--- EXCERPTED TEXT ---

Next toilet innovation; no piped water or sewer


By Esther Nakkazi
Last year, the Bill and Melinda Gates Foundation put up a $3 million grant to reinvent the toilet, as a stand-alone unit, hygienic, safe, with no piped-in water or a sewer connection—all for less than 5 cents a day.

Eight universities, each with a grant of $400,000 got into the competition, one of these based in Africa, the University of Kwazulu-Natal, South Africa and in August this year, exhibited their innovations in the USA.

Toilets from the reinvent the toilet challenge do not discharge pollutants, are waterless and with no septic system, generate energy and recover salt, water, and nutrients from the waste.

They can also be easily be adopted by local entrepreneurs for a sanitation business as the operational cost per user is only 5 cents ($0.05) a day.

Three of the toilet innovations up for the challenge transform feaces into biological charcoal or biochar, using a technology that decomposes the human waste at high temperatures without oxygen. The produced biochar would be combusted and the heat generated used to recover water and salts from the feaces and urine.

The self-contained toilet system, using this technology, developed by Stanford University and the Climate Foundation in US, will be shipped before the close of the year to a Nairobi slum to process two tons of human waste daily, said a statement from the Bill and Melinda Gates Foundation.

--- SOURCE INFORMATION ---

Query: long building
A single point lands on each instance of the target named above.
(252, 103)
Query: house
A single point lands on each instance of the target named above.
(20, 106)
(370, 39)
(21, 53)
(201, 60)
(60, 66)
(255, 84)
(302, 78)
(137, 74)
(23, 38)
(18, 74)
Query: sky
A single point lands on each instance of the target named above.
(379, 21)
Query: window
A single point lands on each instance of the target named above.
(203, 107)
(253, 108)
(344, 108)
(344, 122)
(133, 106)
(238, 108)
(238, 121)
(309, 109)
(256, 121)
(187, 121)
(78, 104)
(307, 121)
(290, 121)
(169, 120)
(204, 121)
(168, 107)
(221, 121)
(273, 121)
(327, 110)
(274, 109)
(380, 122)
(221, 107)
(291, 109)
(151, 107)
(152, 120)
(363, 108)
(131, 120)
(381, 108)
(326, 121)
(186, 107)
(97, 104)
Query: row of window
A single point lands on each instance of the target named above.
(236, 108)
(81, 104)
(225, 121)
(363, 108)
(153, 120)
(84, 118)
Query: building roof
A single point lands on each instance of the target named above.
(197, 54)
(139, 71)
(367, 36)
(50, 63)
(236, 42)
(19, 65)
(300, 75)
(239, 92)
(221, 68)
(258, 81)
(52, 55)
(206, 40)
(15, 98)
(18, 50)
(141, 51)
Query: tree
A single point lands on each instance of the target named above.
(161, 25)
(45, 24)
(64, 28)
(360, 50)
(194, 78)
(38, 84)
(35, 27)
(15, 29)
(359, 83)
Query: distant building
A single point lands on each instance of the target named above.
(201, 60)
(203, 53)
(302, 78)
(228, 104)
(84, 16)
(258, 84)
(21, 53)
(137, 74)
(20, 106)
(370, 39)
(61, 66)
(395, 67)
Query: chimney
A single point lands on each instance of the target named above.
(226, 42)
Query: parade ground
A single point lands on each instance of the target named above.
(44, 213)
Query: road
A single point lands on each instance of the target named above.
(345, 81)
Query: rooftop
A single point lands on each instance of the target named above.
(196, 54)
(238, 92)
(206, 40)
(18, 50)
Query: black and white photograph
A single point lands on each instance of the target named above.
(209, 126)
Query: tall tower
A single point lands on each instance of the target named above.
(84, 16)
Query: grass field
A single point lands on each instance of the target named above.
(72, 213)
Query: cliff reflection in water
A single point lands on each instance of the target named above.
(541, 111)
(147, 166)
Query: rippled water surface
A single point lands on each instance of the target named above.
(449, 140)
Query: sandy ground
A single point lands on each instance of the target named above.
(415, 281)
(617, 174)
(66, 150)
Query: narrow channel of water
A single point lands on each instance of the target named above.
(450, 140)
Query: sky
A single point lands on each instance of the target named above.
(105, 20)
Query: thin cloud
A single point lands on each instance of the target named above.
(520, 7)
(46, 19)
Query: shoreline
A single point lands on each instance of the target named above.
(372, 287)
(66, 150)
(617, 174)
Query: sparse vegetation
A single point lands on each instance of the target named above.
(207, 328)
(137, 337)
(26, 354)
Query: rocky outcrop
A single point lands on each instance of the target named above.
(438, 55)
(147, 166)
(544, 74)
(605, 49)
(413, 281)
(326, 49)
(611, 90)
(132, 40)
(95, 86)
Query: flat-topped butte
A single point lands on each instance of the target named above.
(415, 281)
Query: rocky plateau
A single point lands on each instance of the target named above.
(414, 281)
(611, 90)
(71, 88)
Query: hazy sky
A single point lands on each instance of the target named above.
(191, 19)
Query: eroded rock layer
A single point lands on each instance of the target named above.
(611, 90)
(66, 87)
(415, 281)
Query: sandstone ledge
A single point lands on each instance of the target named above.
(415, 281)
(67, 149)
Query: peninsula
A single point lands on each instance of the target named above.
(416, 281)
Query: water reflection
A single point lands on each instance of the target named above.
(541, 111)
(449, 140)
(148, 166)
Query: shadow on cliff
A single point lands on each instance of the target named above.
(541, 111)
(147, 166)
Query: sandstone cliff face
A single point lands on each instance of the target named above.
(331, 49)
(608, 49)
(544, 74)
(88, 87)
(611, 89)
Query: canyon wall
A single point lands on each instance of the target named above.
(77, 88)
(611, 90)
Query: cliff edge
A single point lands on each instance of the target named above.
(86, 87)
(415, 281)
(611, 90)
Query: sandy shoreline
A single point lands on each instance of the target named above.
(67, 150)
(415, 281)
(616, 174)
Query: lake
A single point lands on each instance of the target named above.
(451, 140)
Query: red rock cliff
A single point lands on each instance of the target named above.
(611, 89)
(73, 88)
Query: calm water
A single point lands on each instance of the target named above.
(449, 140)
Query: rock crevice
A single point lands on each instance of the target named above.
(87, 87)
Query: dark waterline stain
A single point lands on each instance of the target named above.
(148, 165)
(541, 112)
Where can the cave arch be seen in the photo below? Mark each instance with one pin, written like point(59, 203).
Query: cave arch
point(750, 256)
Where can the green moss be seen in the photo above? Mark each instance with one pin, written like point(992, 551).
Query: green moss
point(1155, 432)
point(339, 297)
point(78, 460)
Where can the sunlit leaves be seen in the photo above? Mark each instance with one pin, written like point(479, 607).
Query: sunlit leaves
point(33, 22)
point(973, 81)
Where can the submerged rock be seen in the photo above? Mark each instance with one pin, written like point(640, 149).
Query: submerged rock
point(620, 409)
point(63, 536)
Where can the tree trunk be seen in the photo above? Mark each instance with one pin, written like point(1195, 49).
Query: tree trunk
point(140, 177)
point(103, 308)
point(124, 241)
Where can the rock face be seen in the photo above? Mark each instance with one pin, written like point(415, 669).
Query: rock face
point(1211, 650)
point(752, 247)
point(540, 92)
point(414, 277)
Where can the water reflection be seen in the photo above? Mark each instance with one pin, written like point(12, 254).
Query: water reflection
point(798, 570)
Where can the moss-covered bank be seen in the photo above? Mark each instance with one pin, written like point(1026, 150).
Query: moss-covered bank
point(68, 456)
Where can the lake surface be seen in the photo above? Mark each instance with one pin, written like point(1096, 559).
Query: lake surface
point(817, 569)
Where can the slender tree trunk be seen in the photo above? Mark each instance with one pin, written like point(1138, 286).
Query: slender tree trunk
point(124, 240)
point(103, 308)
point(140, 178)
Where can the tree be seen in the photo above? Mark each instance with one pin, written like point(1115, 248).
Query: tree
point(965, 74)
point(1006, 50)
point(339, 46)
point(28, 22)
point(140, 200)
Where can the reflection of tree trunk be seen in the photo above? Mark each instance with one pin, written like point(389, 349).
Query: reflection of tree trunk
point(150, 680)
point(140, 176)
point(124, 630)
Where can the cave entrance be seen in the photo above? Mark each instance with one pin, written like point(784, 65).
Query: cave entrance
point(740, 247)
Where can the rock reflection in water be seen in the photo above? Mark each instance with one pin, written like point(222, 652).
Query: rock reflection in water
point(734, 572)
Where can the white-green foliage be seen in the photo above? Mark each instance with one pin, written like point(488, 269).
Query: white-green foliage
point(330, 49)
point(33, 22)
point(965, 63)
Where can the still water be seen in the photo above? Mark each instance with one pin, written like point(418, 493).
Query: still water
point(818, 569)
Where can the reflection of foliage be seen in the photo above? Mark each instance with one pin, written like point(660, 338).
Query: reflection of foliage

---

▶ **WHAT TO PRODUCE**:
From the article on reinventing the toilet, write out word for word the passage that begins with the words containing "They can also" and ends with "Melinda Gates Foundation.".

▶ **COMPLETED EXERCISE**:
They can also be easily be adopted by local entrepreneurs for a sanitation business as the operational cost per user is only 5 cents ($0.05) a day.

Three of the toilet innovations up for the challenge transform feaces into biological charcoal or biochar, using a technology that decomposes the human waste at high temperatures without oxygen. The produced biochar would be combusted and the heat generated used to recover water and salts from the feaces and urine.

The self-contained toilet system, using this technology, developed by Stanford University and the Climate Foundation in US, will be shipped before the close of the year to a Nairobi slum to process two tons of human waste daily, said a statement from the Bill and Melinda Gates Foundation.